TASK TO COMPLETE
If a line of the records contains the string "each", copy it out.

TASK INPUT
+ + + + + + +
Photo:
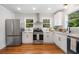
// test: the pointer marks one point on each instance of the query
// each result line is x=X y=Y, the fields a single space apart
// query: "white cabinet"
x=58 y=19
x=48 y=38
x=61 y=42
x=27 y=37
+ + + + + + +
EXPECTED ANSWER
// test: the pointer marks one point on each instance of the query
// each result line is x=X y=Y, the fields a single space apart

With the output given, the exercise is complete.